**TO DO**
Each record, in full, must be restated word for word.

(Spatial localization data)
◆ ◆ ◆

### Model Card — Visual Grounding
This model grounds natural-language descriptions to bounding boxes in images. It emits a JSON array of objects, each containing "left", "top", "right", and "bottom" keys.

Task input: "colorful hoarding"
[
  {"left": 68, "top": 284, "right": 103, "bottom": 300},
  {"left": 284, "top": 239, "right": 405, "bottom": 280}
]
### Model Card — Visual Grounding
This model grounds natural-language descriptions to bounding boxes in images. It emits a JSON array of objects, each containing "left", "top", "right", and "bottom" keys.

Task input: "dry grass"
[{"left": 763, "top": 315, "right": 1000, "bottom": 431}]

◆ ◆ ◆

**EXERCISE OUTPUT**
### Model Card — Visual Grounding
This model grounds natural-language descriptions to bounding boxes in images. It emits a JSON array of objects, each containing "left", "top", "right", and "bottom" keys.

Task input: "colorful hoarding"
[
  {"left": 68, "top": 284, "right": 103, "bottom": 300},
  {"left": 284, "top": 239, "right": 405, "bottom": 280}
]
### Model Card — Visual Grounding
This model grounds natural-language descriptions to bounding boxes in images. It emits a JSON array of objects, each containing "left", "top", "right", and "bottom" keys.

Task input: "dry grass"
[{"left": 763, "top": 315, "right": 1000, "bottom": 431}]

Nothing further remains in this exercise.